§ Task objective
Show each line of the listing in which the word "below" occurs.

+++++

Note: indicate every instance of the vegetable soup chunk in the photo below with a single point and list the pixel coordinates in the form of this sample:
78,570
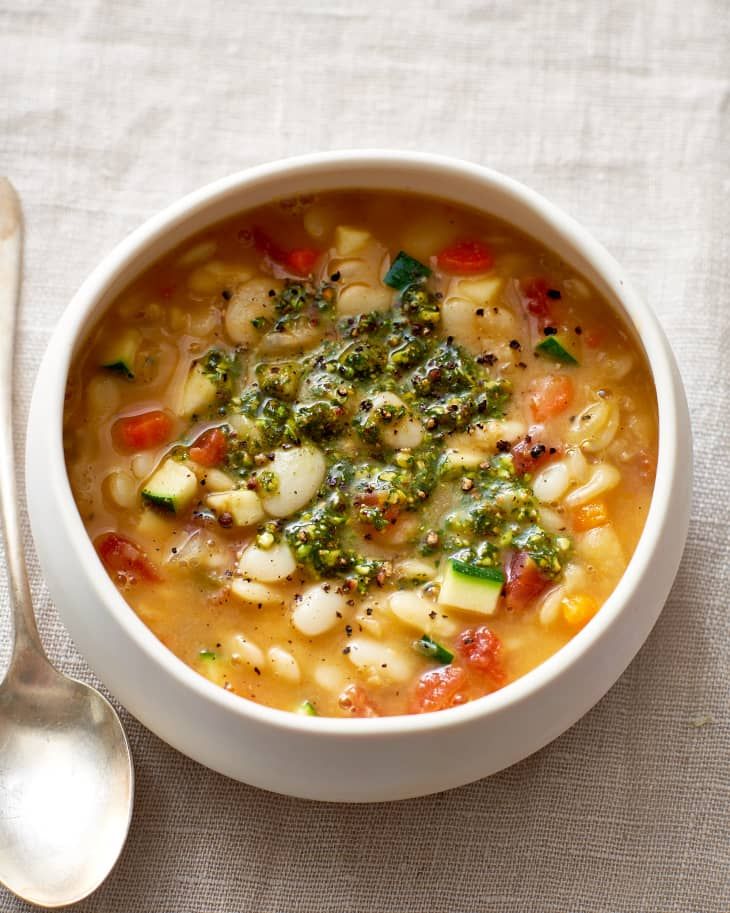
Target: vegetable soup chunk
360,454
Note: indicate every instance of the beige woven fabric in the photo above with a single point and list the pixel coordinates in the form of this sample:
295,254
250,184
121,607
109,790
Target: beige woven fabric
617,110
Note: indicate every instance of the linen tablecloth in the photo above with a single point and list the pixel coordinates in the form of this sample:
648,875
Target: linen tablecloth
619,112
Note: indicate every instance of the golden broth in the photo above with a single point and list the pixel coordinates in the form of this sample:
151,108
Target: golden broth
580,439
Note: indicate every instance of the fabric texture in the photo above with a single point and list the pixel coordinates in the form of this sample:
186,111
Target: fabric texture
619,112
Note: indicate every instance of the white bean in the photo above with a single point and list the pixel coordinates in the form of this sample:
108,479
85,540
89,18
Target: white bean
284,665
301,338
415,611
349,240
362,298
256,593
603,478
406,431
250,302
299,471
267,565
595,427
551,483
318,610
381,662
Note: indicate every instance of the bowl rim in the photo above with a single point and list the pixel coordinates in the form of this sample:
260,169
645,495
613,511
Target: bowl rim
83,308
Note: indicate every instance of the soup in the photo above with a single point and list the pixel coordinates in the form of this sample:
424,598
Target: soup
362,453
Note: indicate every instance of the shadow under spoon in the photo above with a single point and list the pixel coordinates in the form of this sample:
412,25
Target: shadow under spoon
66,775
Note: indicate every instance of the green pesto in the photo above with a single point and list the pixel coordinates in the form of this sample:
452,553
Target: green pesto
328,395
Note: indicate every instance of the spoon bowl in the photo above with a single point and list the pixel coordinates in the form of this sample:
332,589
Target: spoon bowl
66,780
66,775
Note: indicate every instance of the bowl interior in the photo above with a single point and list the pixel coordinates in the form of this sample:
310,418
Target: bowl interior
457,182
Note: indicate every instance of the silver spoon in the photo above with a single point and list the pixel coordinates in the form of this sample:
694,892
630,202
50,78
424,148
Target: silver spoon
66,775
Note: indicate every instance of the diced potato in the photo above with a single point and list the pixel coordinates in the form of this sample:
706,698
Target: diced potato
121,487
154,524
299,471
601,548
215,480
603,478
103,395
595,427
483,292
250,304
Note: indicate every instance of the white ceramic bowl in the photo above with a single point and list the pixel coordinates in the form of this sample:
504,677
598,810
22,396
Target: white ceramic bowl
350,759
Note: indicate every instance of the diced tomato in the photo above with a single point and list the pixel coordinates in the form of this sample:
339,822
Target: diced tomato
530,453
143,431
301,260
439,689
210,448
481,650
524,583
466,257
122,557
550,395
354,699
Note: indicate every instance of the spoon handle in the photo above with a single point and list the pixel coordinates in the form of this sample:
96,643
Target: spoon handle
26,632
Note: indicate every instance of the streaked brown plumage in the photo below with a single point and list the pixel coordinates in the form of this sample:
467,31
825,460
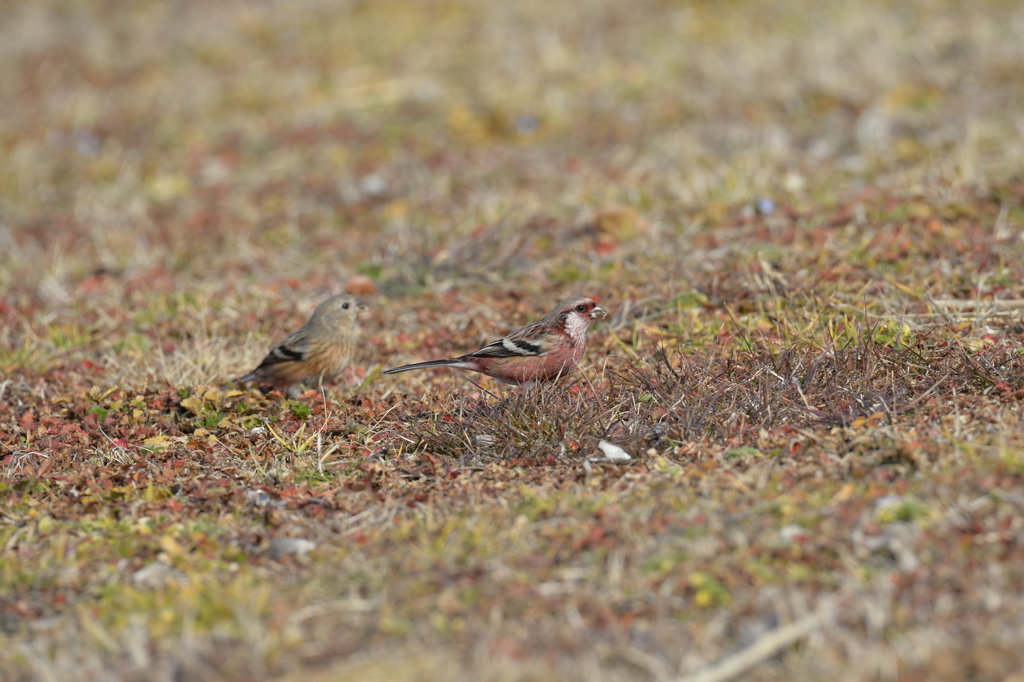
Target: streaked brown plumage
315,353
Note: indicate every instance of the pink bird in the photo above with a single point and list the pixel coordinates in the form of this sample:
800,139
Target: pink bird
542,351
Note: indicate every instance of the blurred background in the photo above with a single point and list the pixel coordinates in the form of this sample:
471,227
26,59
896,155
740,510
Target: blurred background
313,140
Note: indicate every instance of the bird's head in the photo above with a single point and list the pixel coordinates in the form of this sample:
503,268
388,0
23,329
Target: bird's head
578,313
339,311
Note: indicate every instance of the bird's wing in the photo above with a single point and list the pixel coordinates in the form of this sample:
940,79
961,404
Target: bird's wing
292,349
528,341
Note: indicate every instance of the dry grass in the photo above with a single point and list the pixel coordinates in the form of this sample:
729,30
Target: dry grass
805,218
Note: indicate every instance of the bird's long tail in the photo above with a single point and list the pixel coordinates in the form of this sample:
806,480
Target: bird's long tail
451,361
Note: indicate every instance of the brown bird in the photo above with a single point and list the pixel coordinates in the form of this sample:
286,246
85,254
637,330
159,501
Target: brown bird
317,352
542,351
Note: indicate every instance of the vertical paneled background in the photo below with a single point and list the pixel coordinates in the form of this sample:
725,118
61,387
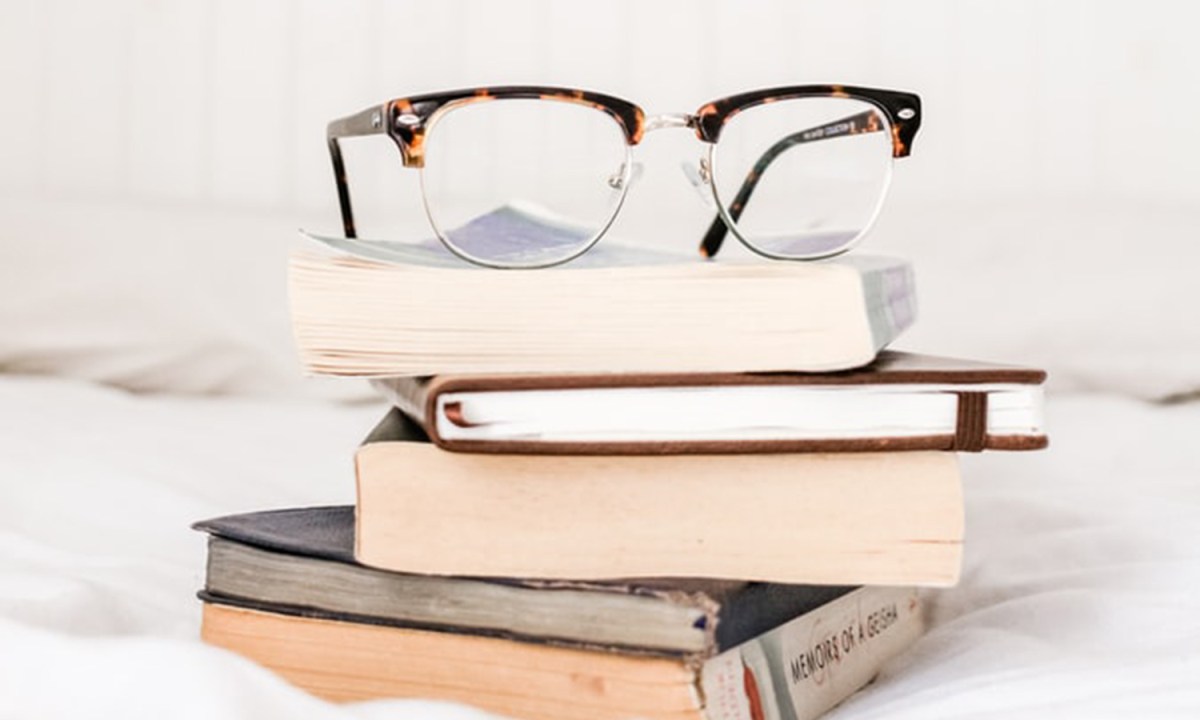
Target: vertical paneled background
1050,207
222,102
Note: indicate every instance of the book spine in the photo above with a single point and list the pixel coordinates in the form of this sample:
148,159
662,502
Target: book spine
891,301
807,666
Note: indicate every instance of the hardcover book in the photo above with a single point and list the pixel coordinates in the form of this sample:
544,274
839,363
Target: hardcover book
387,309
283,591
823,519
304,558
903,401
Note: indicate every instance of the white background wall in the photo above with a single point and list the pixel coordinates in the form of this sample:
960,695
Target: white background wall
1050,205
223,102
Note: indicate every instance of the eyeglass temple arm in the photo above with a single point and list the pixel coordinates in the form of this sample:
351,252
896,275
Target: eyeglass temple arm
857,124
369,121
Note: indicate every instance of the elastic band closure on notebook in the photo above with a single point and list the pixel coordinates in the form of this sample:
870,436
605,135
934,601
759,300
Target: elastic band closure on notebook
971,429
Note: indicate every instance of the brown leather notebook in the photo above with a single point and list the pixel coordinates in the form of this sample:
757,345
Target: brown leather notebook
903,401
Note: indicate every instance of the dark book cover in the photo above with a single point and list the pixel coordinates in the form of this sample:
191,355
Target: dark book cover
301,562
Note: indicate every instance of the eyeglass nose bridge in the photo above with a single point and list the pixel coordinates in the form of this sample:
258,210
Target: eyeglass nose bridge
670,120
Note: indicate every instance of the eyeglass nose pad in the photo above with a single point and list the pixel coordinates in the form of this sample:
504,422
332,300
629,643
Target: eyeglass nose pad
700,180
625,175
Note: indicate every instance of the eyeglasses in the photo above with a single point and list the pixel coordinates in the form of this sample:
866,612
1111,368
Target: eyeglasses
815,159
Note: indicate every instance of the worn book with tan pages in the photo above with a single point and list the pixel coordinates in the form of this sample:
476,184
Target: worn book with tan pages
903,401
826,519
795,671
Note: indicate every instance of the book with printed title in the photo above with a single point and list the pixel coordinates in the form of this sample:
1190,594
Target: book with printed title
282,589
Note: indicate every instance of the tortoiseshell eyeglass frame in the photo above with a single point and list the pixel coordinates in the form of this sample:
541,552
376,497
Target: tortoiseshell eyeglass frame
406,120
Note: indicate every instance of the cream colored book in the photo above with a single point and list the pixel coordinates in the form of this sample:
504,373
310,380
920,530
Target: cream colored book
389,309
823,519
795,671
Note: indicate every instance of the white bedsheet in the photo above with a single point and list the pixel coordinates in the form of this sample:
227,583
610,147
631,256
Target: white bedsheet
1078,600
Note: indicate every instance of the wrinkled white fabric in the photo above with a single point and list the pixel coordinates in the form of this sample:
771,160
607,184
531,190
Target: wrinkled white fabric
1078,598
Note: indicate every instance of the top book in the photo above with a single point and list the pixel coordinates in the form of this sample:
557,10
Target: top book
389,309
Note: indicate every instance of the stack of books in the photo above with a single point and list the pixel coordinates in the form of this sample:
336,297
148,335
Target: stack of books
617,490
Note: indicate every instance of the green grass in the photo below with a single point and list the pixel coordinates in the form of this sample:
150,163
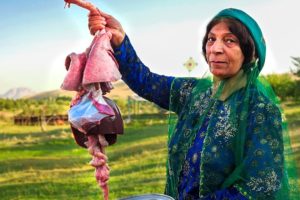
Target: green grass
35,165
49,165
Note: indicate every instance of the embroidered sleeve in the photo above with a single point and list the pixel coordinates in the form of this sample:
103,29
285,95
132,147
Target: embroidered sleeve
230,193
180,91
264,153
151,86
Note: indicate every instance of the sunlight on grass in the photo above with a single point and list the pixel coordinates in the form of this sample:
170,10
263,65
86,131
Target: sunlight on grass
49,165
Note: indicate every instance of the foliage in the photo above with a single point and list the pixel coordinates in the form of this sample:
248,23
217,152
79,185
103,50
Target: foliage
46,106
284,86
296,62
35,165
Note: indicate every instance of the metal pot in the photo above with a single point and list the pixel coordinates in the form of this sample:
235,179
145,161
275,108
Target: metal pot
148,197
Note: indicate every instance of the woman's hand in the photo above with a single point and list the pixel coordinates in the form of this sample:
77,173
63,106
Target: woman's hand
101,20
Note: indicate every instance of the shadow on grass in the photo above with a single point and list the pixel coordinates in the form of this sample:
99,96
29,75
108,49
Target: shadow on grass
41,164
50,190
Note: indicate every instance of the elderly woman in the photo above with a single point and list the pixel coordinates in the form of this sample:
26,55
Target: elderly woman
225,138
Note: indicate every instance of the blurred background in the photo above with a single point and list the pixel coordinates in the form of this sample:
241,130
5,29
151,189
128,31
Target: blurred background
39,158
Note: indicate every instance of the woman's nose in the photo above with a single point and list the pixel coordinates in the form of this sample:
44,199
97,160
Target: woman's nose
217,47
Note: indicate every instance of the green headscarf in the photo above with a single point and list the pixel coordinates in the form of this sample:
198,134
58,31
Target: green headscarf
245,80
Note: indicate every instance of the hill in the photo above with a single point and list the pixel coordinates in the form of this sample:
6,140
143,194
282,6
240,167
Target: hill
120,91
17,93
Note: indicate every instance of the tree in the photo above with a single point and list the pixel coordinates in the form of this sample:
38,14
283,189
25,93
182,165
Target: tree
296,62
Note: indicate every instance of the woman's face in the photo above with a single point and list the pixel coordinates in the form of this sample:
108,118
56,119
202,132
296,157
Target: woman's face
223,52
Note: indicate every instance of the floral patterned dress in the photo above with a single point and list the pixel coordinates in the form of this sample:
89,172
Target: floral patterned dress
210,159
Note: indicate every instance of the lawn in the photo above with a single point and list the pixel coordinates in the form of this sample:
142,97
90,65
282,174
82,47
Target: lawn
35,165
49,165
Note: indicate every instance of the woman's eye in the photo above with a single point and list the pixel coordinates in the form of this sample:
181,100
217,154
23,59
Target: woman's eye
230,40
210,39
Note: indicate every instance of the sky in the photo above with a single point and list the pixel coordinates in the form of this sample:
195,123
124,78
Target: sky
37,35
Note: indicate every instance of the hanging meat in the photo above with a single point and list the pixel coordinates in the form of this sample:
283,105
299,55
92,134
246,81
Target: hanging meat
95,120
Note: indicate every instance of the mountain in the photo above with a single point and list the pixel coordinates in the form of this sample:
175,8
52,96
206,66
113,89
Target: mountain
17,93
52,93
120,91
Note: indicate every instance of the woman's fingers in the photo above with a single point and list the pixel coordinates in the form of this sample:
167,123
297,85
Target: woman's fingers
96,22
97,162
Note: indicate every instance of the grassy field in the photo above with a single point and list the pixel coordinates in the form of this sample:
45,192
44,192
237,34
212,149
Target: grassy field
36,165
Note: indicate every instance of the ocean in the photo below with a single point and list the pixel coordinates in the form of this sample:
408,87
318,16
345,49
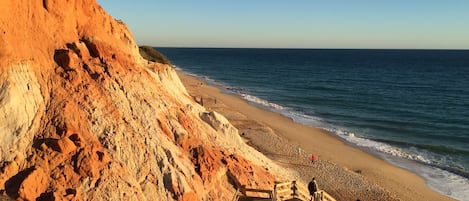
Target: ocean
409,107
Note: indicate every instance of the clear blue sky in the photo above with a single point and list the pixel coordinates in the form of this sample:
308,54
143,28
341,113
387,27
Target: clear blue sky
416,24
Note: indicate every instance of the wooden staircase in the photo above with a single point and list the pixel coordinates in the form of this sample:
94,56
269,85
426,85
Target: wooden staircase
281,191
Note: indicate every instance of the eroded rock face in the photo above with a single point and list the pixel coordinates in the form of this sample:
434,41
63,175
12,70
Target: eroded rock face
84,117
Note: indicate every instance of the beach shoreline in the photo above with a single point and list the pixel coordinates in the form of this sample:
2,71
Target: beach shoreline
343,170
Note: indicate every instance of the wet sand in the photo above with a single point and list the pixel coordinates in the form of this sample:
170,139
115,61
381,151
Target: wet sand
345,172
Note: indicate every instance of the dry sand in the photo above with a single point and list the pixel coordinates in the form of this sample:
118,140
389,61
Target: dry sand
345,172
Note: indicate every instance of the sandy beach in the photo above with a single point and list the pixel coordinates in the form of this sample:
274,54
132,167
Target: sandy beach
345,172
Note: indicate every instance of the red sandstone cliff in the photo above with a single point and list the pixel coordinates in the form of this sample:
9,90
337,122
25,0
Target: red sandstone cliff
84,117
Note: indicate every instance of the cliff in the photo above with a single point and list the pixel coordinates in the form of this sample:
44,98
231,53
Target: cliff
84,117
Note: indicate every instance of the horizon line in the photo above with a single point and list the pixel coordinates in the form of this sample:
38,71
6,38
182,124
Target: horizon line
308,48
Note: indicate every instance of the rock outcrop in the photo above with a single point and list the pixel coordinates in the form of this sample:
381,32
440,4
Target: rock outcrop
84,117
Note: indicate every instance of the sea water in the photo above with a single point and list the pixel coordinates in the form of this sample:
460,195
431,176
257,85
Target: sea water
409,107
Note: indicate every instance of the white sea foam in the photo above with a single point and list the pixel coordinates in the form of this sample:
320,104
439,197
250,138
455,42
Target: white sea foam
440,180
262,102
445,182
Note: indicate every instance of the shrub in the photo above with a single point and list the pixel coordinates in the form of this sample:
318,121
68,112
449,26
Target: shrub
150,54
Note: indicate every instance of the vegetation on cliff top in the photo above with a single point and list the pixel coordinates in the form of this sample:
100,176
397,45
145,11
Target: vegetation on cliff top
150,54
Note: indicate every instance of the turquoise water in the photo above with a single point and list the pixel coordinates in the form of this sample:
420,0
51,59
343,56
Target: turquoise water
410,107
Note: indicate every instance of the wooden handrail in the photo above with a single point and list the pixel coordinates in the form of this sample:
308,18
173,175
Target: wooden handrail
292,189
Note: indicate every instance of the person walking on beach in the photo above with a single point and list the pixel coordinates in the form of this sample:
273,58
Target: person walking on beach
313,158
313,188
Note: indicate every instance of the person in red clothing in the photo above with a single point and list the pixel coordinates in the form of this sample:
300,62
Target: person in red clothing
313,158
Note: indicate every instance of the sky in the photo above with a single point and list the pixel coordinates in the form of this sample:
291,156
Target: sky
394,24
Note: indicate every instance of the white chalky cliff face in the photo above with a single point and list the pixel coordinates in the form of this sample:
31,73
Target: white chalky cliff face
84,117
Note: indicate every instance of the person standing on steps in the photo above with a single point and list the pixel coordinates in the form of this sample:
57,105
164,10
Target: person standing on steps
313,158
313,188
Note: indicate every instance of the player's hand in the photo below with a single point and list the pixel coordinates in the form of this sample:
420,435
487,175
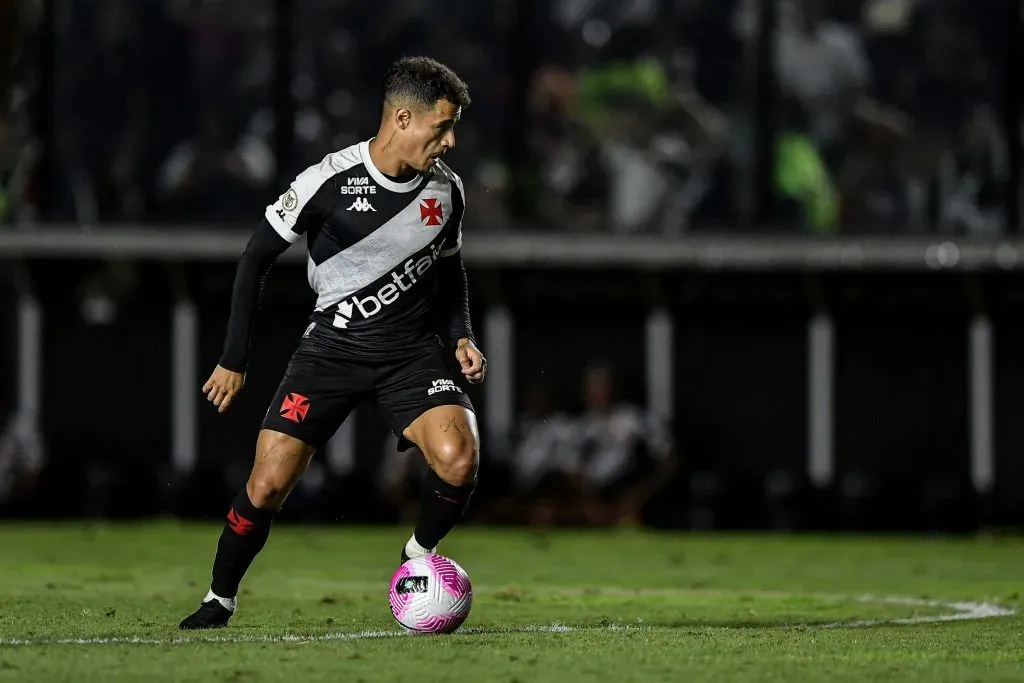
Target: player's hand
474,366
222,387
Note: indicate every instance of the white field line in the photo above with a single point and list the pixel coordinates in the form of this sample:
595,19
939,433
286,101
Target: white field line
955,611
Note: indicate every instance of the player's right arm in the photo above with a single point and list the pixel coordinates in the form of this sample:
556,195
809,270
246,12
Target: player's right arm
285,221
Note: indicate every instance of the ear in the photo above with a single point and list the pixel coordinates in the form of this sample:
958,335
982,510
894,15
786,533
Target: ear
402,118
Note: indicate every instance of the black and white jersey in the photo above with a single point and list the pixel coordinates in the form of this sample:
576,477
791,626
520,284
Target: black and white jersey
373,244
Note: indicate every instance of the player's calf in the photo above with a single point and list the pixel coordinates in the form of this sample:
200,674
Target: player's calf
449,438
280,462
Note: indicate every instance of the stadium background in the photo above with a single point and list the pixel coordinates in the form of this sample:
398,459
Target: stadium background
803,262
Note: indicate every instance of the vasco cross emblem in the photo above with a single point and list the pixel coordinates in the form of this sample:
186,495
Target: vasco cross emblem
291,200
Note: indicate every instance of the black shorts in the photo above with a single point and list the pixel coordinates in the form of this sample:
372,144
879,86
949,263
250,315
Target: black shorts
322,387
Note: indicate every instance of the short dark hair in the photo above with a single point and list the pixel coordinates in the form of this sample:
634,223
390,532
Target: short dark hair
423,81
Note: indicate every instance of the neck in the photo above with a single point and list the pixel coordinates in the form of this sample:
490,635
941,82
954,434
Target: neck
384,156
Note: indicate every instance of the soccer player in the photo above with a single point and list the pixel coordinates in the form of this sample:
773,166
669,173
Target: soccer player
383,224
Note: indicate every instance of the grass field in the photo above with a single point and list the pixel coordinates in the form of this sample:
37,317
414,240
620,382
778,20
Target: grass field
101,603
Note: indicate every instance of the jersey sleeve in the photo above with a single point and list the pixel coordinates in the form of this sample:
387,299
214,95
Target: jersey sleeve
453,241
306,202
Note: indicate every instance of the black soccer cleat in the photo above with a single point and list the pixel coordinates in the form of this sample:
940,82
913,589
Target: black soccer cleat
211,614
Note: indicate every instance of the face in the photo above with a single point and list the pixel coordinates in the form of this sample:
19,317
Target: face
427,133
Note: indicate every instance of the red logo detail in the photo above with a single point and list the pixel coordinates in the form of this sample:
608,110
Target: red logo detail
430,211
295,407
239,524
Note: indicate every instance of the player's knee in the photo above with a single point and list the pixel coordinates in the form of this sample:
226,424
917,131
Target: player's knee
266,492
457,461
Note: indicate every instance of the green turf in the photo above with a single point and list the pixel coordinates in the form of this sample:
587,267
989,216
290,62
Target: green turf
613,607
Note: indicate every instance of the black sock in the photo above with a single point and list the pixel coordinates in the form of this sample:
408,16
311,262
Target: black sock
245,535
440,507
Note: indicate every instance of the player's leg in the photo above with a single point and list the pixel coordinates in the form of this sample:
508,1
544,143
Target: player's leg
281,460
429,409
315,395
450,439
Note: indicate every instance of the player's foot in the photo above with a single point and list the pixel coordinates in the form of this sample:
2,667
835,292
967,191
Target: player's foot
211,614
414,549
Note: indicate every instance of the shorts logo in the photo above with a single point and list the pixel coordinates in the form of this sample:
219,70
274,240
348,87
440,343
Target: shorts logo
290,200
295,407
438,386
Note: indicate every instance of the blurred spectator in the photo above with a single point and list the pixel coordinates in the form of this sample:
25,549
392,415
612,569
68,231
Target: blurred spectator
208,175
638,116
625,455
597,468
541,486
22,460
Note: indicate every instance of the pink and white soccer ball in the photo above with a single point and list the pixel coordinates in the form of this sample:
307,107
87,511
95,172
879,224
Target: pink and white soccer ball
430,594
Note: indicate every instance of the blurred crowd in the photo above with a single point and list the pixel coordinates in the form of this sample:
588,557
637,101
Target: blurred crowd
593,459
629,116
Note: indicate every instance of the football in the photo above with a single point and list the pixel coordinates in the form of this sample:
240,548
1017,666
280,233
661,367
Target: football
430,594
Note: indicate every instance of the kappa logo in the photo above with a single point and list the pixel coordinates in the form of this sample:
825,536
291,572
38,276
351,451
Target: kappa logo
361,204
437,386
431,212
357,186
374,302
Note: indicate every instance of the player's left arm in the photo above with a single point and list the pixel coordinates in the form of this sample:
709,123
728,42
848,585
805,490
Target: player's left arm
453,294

+++++

§ Reply to the exercise
Note: indicate every instance of the vegetable soup chunk in the photo below with a single point and list the pixel coordinates in the form of this sample:
Note: indicate every instance of the streaked brown plumage in the photo below with a single point and list the pixel coordinates in the form of this sample:
Note: indicate every instance of the vertical paneled background in the photo below with a single point and list the pixel coordinates in the form of this sample:
Note: indicate every instance of the green grass in the photo below with a single point and list the pixel coordinates in the form of this sample:
Note: indicate every instance of the ocean in the photo below with a single point and list the pixel coordinates in the form of this sample:
Note: indicate every instance of the player's hand in the photo below with a single point and list the pixel coordinates in the form of this sample:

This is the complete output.